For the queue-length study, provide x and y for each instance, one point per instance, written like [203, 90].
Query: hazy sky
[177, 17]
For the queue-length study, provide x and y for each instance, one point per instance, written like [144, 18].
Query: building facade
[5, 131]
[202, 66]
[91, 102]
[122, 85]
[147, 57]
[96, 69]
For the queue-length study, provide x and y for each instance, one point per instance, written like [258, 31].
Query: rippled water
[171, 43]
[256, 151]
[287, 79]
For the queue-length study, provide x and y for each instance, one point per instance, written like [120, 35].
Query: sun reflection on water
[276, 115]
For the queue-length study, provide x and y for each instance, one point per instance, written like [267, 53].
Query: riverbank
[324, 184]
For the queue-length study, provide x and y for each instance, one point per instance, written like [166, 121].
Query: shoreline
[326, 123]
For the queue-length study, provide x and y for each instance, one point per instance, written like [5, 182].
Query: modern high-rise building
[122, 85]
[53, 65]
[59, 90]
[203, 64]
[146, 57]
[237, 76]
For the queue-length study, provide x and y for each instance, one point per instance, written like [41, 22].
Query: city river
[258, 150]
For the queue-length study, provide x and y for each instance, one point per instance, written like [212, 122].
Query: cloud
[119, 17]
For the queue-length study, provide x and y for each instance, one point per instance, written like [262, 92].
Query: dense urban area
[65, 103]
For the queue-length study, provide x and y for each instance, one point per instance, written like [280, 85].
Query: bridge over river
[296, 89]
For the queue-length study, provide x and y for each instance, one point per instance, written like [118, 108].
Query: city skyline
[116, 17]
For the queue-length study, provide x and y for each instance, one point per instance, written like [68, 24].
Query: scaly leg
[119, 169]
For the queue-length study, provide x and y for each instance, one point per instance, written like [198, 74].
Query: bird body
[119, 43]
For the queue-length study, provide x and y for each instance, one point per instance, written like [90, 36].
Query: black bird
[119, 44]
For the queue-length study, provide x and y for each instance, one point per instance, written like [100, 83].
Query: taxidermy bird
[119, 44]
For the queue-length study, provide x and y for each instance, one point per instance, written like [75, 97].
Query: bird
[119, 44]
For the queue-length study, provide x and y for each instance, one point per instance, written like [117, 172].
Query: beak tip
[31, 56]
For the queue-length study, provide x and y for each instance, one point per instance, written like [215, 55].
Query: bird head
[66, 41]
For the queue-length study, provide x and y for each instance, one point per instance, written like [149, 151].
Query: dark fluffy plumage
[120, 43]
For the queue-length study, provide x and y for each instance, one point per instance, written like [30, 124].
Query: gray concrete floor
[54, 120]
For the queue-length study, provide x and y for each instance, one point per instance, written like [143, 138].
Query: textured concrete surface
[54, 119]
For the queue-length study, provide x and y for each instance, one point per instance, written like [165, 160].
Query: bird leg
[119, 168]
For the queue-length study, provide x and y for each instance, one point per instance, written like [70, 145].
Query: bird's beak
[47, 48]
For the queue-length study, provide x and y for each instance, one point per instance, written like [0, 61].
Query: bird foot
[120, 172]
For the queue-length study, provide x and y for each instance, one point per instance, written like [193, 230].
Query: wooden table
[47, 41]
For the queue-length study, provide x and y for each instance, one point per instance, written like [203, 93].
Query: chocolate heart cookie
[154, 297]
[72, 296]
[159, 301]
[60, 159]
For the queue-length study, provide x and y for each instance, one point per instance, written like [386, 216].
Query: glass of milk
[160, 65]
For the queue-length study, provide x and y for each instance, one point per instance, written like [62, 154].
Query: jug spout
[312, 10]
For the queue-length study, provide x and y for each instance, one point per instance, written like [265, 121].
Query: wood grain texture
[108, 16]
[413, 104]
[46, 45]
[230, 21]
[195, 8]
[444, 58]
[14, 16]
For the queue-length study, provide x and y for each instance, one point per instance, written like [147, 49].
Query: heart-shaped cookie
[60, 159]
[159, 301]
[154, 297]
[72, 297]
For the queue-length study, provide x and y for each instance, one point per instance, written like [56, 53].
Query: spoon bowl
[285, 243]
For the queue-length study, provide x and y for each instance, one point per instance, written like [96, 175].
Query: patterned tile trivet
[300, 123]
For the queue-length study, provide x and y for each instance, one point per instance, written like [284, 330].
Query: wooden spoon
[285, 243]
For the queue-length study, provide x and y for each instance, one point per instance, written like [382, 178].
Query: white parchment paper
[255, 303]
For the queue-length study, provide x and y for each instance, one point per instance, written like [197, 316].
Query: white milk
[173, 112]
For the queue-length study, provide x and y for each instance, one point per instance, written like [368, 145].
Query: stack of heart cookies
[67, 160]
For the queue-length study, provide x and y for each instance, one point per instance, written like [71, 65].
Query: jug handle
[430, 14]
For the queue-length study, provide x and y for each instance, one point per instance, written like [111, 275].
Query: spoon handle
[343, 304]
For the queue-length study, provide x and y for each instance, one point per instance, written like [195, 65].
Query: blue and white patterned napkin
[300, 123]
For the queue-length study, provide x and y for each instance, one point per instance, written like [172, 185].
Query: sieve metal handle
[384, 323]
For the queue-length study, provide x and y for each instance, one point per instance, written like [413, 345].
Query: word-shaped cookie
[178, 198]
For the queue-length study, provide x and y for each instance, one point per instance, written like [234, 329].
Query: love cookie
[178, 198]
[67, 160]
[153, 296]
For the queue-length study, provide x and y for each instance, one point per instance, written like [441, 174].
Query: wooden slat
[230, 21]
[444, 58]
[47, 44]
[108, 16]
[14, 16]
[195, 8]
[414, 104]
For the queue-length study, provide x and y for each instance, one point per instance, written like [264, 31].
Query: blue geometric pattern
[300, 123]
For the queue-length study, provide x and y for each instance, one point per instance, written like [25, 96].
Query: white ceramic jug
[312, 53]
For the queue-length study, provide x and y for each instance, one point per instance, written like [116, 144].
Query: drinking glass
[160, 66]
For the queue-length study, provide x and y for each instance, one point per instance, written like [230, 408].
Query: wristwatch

# WRITTEN REQUEST:
Return only the lines running from the line with "like [234, 329]." to the last line of the records, both included, exactly as written.

# EXERCISE ANSWER:
For the queue-length study, provide x and y for each instance, one point per instance, written like [234, 329].
Query: love cookie
[178, 198]
[67, 160]
[153, 296]
For the queue-length study, provide x and y for each instance, one point per instance, written like [441, 174].
Query: wooden slat
[230, 21]
[444, 58]
[47, 44]
[108, 16]
[14, 16]
[195, 8]
[414, 104]
For the queue-length study, provide x and y for each instance, one point per instance, written like [264, 31].
Query: blue geometric pattern
[300, 123]
For the queue-length study, provide x and y for each instance, one point per instance, written like [25, 96].
Query: white ceramic jug
[312, 53]
For the queue-length study, provide x and y for each instance, one point per instance, written like [116, 144].
Query: drinking glass
[160, 66]
For the queue-length study, provide x and y for each instance, one point per instance, written like [230, 408].
Query: wristwatch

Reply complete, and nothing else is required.